* MATERIAL FOR THIS TASK:
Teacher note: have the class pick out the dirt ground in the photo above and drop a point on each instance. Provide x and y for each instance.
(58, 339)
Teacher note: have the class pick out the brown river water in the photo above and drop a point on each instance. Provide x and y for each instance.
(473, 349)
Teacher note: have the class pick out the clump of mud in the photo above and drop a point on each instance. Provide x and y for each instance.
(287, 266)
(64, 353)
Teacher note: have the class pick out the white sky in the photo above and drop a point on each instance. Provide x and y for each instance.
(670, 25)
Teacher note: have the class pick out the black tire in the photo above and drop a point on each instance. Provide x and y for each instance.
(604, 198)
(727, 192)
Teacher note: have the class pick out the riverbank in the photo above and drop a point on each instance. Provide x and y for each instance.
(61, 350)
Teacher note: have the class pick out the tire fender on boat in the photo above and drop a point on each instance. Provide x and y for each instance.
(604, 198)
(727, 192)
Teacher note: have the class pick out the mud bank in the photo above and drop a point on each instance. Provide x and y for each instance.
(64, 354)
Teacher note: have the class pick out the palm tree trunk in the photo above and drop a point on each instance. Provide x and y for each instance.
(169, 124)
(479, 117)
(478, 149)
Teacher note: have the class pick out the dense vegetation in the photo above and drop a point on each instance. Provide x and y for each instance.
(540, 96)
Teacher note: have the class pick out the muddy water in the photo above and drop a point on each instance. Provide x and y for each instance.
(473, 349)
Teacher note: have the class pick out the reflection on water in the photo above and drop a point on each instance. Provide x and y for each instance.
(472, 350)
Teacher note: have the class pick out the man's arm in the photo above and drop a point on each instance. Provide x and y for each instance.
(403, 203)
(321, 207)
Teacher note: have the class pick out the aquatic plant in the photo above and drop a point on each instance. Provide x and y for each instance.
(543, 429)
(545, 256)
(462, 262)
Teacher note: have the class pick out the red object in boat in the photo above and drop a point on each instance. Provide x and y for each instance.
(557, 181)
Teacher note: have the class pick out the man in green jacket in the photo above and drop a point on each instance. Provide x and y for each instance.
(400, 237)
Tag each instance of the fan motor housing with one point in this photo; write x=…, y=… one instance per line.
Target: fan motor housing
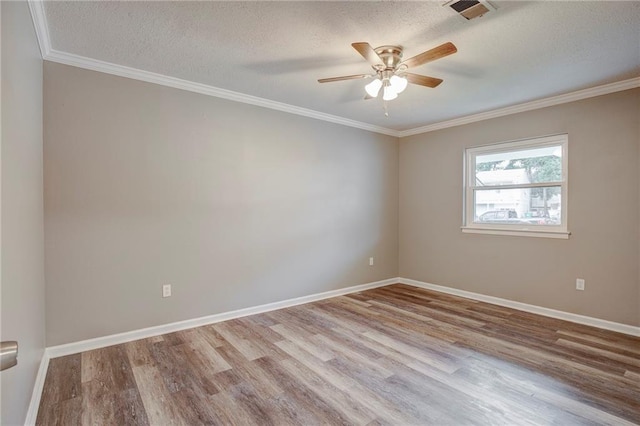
x=390, y=55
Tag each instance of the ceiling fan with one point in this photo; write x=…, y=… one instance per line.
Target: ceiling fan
x=390, y=71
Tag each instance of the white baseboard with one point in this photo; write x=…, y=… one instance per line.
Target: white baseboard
x=101, y=342
x=115, y=339
x=38, y=386
x=567, y=316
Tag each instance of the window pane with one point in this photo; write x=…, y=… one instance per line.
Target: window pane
x=532, y=165
x=530, y=206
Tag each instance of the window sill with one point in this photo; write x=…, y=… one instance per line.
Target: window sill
x=517, y=233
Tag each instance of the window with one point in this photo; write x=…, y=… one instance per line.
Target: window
x=517, y=188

* TASK GOAL: Could you retype, without changing anything, the stretch of the records above from the line containing "Tag each instance of the ceiling" through the line containing "x=567, y=316", including both of those lines?

* SOLUTION TO THIS EXERCISE:
Tag each instance of the ceiling fan with one point in this photo; write x=…, y=… one instance per line.
Target: ceiling fan
x=390, y=71
Tag each instance of the white baseboard with one point in this photo; write x=…, y=… one instance per line.
Target: white baseboard
x=101, y=342
x=115, y=339
x=38, y=386
x=567, y=316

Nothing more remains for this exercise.